(Records from a dataset)
-----

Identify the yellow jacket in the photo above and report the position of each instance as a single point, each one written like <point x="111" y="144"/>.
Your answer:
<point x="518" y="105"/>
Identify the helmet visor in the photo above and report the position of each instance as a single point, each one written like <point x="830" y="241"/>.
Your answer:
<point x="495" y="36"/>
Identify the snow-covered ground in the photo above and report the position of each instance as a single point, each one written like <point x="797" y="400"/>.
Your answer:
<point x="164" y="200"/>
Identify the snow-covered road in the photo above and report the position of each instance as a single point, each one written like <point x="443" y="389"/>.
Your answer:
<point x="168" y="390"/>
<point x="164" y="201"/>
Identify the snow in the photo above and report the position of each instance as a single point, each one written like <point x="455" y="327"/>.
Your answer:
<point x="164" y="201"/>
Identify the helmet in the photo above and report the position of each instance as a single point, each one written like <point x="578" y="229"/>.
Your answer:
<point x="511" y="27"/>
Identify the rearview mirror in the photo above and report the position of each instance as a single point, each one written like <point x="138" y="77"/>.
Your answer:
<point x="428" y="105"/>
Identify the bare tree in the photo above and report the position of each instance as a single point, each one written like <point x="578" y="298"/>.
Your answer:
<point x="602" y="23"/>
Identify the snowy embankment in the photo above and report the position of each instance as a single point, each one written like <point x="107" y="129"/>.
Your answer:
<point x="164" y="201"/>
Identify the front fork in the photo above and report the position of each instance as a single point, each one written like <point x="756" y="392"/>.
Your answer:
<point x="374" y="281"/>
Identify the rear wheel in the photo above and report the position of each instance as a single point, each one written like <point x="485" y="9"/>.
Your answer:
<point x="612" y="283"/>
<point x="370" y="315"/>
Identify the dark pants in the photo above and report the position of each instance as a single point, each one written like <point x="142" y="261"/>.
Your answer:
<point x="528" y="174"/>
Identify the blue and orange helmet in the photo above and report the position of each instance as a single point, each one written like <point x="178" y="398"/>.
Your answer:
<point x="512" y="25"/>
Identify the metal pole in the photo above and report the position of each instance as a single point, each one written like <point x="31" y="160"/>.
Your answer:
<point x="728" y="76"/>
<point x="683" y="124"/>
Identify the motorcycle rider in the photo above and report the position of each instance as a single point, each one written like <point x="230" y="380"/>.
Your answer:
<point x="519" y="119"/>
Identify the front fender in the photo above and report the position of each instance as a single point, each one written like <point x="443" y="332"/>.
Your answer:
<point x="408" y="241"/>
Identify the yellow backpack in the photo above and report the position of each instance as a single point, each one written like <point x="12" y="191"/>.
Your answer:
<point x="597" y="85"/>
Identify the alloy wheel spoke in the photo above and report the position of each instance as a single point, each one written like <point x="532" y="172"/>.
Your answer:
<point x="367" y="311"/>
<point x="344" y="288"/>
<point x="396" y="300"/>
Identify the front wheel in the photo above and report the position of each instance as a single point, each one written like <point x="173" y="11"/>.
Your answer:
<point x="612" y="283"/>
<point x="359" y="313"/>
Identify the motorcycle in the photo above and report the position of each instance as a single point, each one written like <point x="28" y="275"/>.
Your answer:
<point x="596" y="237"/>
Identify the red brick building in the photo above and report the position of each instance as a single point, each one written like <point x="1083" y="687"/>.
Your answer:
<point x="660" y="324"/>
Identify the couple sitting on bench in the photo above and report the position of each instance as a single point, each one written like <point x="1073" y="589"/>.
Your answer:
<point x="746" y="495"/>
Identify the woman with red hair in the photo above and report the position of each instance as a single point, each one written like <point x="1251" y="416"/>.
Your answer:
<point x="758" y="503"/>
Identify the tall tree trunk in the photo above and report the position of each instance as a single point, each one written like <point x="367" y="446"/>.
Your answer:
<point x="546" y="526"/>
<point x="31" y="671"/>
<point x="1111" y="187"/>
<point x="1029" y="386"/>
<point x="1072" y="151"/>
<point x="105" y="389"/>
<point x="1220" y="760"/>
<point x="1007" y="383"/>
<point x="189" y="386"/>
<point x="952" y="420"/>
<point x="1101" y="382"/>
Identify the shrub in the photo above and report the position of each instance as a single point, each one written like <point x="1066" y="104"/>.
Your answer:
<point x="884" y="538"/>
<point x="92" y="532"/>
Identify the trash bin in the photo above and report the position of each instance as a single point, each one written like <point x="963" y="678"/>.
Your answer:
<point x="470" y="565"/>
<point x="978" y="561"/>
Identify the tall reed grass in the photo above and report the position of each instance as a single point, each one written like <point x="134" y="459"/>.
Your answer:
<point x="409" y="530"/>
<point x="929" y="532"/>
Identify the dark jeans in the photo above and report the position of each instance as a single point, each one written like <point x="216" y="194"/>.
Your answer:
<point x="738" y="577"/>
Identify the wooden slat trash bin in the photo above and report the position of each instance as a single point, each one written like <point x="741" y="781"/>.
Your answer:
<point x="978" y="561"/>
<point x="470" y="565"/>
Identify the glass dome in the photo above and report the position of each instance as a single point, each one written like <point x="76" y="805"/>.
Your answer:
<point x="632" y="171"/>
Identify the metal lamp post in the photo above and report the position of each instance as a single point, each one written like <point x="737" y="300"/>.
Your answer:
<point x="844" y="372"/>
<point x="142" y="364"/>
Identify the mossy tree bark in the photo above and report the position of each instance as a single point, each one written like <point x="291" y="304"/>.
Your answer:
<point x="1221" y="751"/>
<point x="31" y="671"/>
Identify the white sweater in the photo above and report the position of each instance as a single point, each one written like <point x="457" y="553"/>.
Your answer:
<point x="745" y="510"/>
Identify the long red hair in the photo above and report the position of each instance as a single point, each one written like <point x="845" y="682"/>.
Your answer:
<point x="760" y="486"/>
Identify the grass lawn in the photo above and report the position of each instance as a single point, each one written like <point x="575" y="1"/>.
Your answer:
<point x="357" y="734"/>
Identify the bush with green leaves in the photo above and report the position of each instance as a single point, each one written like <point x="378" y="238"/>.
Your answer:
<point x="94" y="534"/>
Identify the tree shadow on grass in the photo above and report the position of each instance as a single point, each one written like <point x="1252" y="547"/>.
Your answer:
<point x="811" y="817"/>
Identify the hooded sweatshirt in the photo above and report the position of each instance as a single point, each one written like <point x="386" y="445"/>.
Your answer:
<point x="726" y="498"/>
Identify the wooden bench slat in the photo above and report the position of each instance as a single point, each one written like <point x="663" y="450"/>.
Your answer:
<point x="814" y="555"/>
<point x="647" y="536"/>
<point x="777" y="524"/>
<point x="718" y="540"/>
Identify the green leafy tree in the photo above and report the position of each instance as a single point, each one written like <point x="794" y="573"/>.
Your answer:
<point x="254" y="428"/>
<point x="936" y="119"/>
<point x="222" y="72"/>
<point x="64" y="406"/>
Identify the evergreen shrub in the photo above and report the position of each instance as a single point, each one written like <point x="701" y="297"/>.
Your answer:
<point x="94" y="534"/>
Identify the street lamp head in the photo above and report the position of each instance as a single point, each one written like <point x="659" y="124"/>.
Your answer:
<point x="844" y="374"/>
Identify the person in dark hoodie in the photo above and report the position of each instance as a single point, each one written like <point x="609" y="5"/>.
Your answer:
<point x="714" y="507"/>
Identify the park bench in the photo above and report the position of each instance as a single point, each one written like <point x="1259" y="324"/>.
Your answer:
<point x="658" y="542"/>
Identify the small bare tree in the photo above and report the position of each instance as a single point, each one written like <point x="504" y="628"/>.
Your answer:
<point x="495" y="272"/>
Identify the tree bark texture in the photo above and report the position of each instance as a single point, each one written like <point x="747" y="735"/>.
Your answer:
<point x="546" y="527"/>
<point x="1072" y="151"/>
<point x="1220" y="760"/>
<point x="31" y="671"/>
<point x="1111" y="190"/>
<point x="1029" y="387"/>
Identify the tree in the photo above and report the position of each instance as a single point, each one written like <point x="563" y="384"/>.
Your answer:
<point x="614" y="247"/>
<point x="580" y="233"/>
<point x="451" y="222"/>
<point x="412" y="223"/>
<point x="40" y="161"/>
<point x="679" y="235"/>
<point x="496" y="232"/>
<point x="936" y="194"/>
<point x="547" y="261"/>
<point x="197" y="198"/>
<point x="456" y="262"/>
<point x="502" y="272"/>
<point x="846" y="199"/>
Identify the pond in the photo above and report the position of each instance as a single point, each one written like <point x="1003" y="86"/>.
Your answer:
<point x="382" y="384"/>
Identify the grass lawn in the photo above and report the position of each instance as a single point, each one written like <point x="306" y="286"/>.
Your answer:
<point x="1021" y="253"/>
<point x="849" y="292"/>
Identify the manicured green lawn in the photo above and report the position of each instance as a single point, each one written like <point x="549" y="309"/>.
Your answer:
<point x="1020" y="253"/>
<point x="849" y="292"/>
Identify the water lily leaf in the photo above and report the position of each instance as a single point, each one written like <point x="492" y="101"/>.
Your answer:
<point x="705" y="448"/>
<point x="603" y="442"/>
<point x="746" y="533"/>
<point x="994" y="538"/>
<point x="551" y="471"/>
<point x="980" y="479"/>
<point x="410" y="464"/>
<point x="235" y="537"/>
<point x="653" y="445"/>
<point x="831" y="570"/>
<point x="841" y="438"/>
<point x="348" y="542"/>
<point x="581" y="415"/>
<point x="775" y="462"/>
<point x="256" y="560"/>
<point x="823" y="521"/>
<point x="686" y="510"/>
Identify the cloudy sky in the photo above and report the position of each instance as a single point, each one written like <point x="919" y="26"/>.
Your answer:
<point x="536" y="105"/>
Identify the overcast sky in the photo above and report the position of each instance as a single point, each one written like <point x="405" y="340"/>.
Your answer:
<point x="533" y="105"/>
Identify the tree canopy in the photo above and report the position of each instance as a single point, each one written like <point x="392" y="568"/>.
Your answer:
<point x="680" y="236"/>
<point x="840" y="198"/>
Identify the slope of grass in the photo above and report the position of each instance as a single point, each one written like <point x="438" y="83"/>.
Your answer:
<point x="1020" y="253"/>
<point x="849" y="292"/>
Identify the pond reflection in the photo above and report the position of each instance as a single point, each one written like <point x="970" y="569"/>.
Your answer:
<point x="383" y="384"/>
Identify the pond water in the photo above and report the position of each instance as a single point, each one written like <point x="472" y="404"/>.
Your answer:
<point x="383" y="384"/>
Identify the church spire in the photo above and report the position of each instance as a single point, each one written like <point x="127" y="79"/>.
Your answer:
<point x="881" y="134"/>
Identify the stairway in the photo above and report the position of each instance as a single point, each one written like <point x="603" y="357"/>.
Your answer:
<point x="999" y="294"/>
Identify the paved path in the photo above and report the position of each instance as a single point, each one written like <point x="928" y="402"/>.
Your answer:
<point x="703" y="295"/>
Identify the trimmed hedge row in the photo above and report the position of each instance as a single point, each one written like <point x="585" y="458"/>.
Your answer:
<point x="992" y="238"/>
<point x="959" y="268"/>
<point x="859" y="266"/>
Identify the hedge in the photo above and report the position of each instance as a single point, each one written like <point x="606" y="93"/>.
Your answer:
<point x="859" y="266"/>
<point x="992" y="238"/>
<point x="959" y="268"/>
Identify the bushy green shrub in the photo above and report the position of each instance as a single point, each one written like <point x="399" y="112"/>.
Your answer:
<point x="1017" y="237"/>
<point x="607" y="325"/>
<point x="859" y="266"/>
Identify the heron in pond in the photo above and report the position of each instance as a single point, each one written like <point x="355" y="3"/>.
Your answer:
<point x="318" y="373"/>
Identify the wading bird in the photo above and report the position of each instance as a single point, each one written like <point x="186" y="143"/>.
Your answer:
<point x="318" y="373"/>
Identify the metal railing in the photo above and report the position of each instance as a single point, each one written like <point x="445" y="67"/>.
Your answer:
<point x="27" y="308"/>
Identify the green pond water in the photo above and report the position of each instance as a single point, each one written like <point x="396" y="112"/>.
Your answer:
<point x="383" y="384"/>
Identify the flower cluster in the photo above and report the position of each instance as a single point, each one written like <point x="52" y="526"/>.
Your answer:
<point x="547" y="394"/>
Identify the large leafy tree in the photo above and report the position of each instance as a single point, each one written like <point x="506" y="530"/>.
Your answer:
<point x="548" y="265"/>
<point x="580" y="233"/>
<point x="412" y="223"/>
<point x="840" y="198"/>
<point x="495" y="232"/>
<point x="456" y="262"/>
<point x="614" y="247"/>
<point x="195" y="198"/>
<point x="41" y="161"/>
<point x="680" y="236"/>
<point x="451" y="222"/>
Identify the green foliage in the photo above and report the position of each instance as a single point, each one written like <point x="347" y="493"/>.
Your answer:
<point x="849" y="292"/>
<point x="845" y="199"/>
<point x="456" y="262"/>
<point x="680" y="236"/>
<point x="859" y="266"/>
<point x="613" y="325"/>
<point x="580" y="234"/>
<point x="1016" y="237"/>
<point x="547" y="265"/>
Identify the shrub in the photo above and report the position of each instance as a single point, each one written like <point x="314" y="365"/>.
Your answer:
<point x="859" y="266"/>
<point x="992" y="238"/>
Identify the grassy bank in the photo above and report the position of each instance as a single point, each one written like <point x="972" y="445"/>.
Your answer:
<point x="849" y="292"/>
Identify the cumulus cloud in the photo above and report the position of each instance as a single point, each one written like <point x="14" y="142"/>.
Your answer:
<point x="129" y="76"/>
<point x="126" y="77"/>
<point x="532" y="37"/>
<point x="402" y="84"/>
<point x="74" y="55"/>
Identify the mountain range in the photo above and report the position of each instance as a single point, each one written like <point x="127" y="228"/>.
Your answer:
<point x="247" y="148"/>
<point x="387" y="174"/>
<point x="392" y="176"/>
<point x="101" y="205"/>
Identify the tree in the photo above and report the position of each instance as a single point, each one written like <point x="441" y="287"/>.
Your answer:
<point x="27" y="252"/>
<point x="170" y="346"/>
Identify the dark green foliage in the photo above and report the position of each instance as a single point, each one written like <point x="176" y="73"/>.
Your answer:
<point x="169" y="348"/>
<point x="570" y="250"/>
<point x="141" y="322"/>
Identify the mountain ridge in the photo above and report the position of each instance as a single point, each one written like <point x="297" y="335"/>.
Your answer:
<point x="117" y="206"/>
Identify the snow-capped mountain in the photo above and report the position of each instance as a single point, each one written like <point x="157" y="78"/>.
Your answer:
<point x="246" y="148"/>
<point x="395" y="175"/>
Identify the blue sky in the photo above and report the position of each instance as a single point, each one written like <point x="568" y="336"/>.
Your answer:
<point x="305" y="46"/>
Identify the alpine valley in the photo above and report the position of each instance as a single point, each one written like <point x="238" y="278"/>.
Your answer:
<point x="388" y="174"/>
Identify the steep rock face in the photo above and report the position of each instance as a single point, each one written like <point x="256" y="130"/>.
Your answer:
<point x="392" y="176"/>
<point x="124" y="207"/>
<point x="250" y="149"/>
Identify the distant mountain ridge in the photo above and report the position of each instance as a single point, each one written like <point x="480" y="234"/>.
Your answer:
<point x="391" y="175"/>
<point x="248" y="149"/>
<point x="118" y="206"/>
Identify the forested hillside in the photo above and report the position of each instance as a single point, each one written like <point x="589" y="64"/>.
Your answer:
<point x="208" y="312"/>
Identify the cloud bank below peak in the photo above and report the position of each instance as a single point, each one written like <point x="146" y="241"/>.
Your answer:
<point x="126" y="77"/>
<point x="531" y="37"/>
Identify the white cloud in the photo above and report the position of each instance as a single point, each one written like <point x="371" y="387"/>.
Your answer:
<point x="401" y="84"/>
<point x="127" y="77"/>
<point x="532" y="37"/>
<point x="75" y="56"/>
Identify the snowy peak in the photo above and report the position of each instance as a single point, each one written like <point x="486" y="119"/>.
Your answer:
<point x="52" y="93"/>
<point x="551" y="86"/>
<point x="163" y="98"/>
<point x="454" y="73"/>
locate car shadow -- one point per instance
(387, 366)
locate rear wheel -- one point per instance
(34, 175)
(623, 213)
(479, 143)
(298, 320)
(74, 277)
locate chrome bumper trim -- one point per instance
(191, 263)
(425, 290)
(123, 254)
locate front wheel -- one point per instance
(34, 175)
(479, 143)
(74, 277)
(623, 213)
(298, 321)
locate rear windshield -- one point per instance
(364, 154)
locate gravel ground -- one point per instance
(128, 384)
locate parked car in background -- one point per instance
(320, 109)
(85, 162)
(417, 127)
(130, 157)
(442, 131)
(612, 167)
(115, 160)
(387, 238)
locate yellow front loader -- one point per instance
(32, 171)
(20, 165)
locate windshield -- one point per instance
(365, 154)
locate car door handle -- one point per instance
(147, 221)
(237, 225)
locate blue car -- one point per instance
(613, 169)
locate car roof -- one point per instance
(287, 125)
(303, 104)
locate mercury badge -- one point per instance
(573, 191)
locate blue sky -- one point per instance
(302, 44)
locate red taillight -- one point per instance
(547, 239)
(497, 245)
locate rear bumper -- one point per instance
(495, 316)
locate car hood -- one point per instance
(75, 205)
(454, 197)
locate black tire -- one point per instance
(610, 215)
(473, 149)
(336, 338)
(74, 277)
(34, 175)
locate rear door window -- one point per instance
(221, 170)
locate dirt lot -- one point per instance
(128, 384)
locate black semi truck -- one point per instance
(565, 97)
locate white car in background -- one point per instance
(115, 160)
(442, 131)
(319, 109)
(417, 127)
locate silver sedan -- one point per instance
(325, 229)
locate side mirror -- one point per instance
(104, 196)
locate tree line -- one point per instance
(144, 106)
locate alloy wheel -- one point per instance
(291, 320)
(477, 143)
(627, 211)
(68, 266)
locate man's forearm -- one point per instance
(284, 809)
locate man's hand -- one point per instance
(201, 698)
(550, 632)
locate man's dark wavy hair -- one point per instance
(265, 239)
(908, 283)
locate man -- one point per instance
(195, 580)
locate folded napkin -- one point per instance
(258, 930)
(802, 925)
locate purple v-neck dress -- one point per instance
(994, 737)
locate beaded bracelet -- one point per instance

-----

--- Task ---
Only the lines from the one that contains "locate yellow front" through the last line should be repeated, each exactly as it stands, with both ends included.

--- The reply ---
locate yellow front loader -- one point per instance
(32, 171)
(20, 165)
locate windshield -- one point per instance
(365, 154)
locate car door handle -- one point per instance
(147, 221)
(237, 225)
locate blue car -- one point per instance
(613, 169)
locate car roof -- one point per instance
(287, 125)
(303, 104)
locate mercury badge -- one point per instance
(573, 191)
locate blue sky -- one point per instance
(302, 44)
locate red taillight -- one point per instance
(547, 239)
(497, 245)
locate rear bumper -- one point per instance
(495, 316)
locate car hood -- one point per instance
(75, 205)
(454, 197)
locate black tire -- one point per instance
(610, 215)
(473, 149)
(336, 338)
(74, 277)
(34, 175)
locate rear door window -- one point per instance
(221, 170)
locate dirt lot -- one point per instance
(128, 384)
locate black semi truck -- one point per instance
(565, 97)
locate white car in background -- one point per instance
(115, 160)
(442, 131)
(319, 109)
(417, 127)
locate silver sedan -- one point per instance
(325, 229)
locate side mirror -- one point per instance
(104, 196)
locate tree line -- one point per instance
(144, 106)
locate alloy wheel -- one point per instance
(291, 320)
(477, 143)
(627, 211)
(68, 266)
locate man's forearm -- one point per instance
(284, 809)
locate man's hand -- one point per instance
(201, 698)
(550, 632)
locate man's dark wavy hair -- one point per instance
(265, 239)
(908, 283)
locate man -- one point per instance
(195, 580)
locate folded napkin -- one point per instance
(258, 930)
(802, 925)
locate purple v-neck dress -- one point per instance
(994, 737)
locate beaded bracelet -- one point per instance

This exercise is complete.